Problem to work on:
Continue the market commentary on equities and the coronavirus outbreak, starting after its last sentence.

Quoted passage:
Market momentum continues despite uncertainty in the global economy from the ripple effects of the coronavirus
Earnings season has surprised to the upside, but expectations for 2020 suggest a strong ramp to double digit fourth-quarter growth. With valuations at 18-year highs, the market is increasingly depending on meeting or beating expectations
The optimism in the equity market is not shared in the Treasury and commodity markets, with starkly different YTD movement
Markets are showing remarkable resiliency given the uncertainties surrounding the coronavirus outbreak. The global economy has been showing signs of stabilization, but the unclear duration and magnitude of the disruption is a risk
Equity markets have chosen instead to focus on the supportive fundamentals. Earnings have reached an inflection, showing slight growth in the fourth quarter versus the expectation of a decline. Estimates for 2020 have been revised lower, but at a less aggressive pace than is normal. The quarterly progression of growth in 2020 is forecast at 2%, 4%, 9% and 12%.

Records supplied:
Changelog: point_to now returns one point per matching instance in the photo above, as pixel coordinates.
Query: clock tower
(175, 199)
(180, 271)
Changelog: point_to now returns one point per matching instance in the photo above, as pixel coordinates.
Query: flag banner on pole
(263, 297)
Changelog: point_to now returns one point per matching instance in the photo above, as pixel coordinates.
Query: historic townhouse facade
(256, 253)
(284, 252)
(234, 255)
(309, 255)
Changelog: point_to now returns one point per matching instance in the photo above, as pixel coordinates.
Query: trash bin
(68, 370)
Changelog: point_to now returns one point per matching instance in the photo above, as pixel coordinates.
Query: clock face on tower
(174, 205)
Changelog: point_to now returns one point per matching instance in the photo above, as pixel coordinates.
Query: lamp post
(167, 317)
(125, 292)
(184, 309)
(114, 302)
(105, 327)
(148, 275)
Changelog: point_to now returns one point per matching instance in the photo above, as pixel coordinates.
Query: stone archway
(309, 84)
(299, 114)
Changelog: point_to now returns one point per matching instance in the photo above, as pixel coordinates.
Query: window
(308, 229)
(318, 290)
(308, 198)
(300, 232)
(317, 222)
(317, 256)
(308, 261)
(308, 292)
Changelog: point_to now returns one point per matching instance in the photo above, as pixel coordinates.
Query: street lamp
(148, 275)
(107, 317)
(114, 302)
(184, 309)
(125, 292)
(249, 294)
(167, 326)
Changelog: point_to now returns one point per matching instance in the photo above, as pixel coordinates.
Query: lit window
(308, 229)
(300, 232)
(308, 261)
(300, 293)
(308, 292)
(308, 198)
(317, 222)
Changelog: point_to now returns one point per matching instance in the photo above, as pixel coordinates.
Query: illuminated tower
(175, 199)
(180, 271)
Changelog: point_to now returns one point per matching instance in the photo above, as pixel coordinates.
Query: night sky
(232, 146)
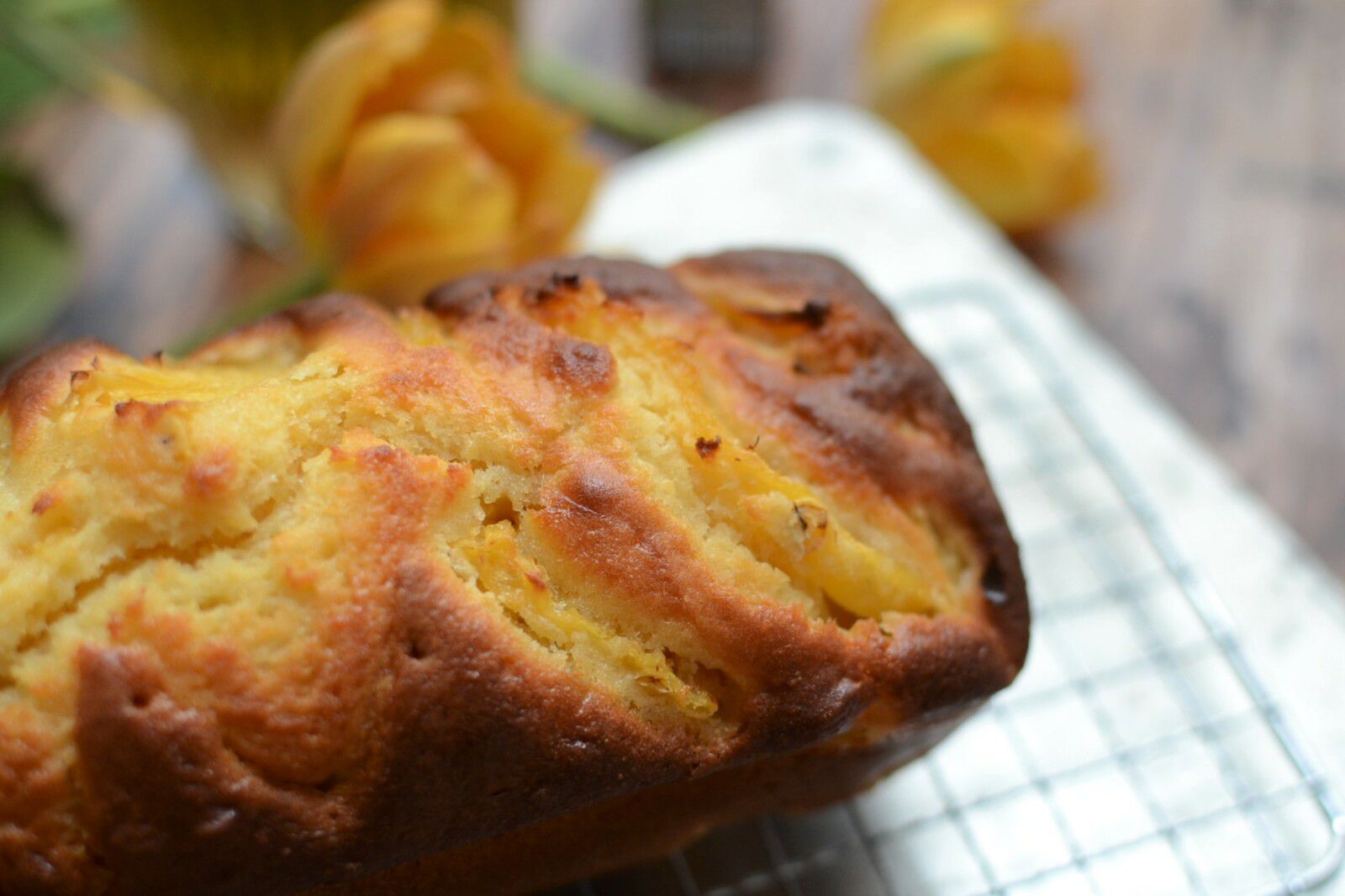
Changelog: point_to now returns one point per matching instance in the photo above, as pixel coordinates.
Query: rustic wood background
(1216, 262)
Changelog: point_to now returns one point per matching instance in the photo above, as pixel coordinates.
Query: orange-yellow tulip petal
(410, 182)
(988, 101)
(410, 152)
(318, 112)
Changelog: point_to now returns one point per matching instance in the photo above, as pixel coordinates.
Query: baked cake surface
(542, 577)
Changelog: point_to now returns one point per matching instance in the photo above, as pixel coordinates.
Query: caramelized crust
(573, 562)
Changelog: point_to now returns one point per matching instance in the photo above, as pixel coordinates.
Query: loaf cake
(545, 576)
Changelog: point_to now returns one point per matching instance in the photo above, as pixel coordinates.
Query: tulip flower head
(409, 152)
(988, 101)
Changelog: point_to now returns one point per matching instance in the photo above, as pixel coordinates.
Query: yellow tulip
(988, 103)
(409, 152)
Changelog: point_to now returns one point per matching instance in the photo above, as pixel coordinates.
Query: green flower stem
(627, 111)
(302, 284)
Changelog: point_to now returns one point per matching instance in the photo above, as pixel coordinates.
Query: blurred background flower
(990, 101)
(409, 152)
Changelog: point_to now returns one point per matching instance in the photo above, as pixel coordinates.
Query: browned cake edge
(168, 808)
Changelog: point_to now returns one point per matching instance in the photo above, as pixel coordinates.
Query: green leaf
(37, 261)
(20, 84)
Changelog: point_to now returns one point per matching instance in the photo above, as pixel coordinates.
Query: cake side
(346, 589)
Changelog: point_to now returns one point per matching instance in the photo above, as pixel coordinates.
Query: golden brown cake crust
(419, 720)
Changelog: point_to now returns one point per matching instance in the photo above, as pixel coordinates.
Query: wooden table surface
(1216, 262)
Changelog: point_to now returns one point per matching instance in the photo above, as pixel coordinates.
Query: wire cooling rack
(1138, 752)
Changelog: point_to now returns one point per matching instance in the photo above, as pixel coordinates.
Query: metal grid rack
(1137, 752)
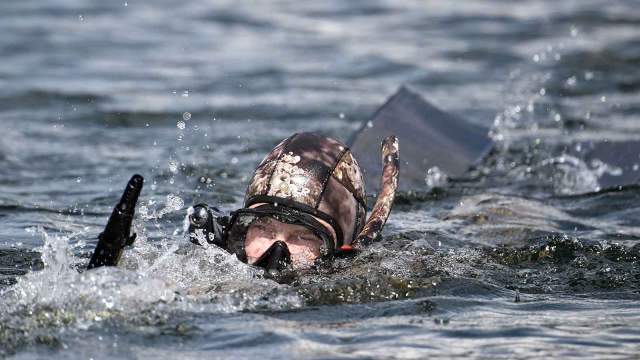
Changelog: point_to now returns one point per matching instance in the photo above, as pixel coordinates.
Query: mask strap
(388, 184)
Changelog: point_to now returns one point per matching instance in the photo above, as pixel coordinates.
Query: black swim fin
(116, 236)
(429, 137)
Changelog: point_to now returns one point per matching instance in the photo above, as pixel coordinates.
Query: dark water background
(193, 94)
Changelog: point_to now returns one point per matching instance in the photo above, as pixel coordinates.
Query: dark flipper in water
(116, 236)
(429, 137)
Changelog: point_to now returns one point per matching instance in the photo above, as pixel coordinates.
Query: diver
(305, 203)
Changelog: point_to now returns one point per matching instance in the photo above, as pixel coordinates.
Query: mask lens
(251, 235)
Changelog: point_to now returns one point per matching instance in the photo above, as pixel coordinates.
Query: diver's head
(308, 192)
(305, 201)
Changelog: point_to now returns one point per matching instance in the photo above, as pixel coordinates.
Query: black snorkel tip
(116, 234)
(276, 262)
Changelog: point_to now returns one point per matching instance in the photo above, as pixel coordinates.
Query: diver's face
(303, 244)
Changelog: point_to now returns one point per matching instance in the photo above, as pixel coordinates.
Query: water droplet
(173, 166)
(574, 31)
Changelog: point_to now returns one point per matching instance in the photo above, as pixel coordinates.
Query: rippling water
(192, 95)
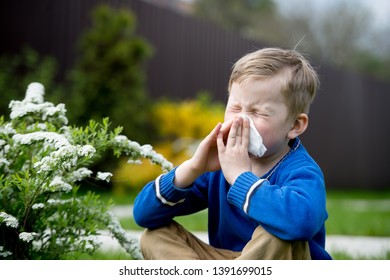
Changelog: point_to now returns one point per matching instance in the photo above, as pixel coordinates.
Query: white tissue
(256, 146)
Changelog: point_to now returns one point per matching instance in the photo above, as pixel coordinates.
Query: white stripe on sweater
(249, 194)
(161, 198)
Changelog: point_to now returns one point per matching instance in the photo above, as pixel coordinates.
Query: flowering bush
(181, 126)
(41, 161)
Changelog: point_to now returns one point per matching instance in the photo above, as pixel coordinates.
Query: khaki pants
(173, 242)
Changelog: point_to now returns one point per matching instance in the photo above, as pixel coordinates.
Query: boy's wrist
(186, 174)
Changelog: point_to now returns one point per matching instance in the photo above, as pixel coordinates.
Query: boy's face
(262, 101)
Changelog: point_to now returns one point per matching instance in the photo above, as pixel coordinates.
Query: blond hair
(300, 79)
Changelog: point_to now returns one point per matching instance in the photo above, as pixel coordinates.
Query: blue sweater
(289, 202)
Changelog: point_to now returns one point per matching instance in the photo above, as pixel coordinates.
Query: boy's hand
(205, 159)
(233, 156)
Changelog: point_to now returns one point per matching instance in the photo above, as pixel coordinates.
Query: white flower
(3, 253)
(7, 129)
(35, 93)
(122, 139)
(9, 220)
(4, 162)
(80, 174)
(38, 206)
(27, 236)
(59, 185)
(56, 139)
(104, 176)
(86, 150)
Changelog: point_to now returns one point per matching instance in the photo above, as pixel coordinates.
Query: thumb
(220, 144)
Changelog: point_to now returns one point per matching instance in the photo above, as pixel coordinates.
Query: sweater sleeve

Response to this exercise:
Economic data is mostly beating to the upside. Examples last week included NFIB Small Business Index and consumer sentiment, though industrial production was weak and retail sales mixed. The Citi Economic Surprise Index is at the best level in nearly two years, signaling data is consistently beating expectations.
Chinese officials are continuing to express calm in the face of the coronavirus outbreak, with nearly 71,000 cases and 1,770 deaths. The PBOC lowered interest rates again, while the government is looking at tax cuts and increased loans to manufacturers. Local equity markets gained 2% on Monday in reaction. Officials are confident that the epidemic will be over soon, and the economic hit will be temporary. Economists have been reducing China’s growth outlook for the quarter to roughly zero, with a strong rebound in the second quarter. The U.S. is not expected to see a severe direct hit, thought the secondary impact on global growth is unknown.
The remarkable dichotomy between the views of equity investors and bond/commodity investors continues. Last week, equity markets gained nearly 2%, while Treasury yields were roughly flat. Year-to-date, the S&P 500 has returned nearly 5%, while the 10-year Treasury yield is down 0.33% and crude prices are down 15%. Equity investors are focused on the supportive domestic fundamentals, while bond and commodity markets have been driven by fears of a global slowdown.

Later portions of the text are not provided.